begin Extracted material

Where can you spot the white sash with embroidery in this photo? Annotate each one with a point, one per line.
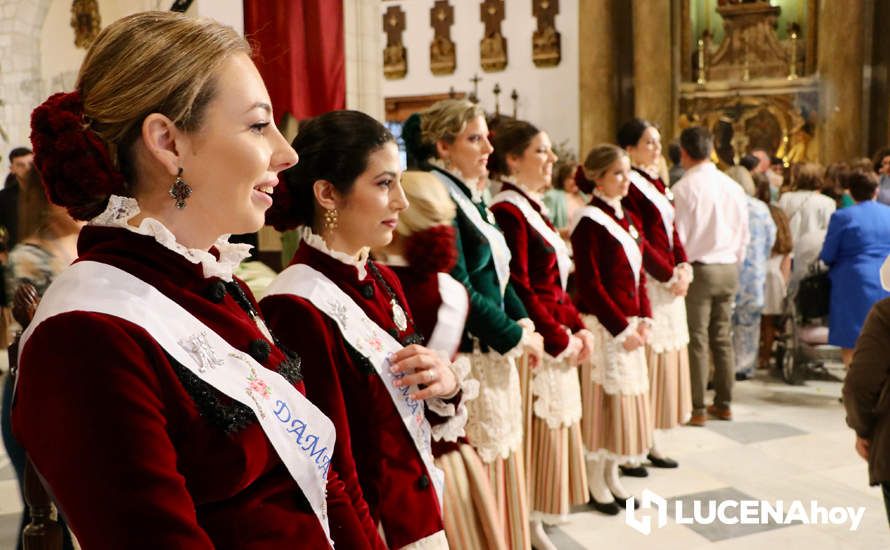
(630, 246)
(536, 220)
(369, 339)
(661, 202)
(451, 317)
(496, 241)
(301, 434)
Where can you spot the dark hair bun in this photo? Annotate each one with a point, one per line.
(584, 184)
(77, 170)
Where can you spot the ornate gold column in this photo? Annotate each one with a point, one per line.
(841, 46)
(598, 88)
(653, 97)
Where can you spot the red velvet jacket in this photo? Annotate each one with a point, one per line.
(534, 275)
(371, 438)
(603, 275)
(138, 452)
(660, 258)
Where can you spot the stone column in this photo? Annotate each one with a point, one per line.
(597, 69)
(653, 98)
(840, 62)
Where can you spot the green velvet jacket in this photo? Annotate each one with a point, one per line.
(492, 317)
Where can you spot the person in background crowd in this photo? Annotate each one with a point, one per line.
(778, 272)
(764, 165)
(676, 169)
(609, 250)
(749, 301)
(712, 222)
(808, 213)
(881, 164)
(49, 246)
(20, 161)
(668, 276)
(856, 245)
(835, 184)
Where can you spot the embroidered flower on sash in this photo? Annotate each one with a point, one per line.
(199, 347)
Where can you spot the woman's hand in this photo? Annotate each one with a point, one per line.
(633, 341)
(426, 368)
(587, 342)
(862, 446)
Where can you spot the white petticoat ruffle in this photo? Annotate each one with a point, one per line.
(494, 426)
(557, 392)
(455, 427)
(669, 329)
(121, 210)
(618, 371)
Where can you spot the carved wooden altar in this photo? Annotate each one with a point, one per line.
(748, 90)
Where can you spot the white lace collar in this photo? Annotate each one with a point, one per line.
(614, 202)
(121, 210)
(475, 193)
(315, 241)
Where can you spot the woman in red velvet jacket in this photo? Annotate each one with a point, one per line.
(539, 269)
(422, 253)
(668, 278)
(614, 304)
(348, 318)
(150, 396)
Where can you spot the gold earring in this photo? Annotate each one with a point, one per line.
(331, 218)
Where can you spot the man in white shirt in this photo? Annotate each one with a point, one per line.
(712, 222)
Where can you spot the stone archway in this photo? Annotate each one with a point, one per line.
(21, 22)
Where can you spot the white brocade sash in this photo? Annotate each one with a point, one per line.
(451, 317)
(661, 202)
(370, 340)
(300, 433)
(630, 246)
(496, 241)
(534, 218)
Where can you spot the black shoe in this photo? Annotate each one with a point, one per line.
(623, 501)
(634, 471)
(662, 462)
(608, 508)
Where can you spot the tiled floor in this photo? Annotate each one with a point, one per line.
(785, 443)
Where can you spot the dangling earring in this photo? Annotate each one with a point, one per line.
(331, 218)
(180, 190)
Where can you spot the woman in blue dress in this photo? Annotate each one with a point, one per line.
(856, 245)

end Extracted material
begin Extracted material

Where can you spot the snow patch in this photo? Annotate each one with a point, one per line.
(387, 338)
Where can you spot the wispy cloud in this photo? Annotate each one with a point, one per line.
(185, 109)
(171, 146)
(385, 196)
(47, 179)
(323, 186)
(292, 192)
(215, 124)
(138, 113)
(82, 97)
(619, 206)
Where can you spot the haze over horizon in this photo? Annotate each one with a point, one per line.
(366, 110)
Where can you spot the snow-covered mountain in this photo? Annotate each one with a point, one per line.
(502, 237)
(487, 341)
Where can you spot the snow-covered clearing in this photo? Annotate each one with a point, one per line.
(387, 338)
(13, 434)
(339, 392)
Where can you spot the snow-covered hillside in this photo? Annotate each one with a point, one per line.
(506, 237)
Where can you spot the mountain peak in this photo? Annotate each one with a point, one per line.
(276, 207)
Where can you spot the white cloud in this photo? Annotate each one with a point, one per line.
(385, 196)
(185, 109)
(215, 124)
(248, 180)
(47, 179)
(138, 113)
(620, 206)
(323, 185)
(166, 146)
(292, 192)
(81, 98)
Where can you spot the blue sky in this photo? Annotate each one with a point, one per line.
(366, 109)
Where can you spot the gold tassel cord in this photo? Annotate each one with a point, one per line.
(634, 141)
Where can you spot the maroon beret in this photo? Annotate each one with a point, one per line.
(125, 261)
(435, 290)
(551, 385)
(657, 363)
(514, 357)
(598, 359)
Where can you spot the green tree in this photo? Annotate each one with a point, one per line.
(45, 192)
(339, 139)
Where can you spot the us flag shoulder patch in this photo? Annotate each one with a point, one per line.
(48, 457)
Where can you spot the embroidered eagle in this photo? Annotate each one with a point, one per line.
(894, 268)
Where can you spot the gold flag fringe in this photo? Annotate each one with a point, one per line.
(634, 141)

end Extracted material

> **What you are asked to do**
How many lines in the entries above contain the string "white"? Treat uppercase and lowercase as different, and reply with the number alone.

> **Exercise answer**
6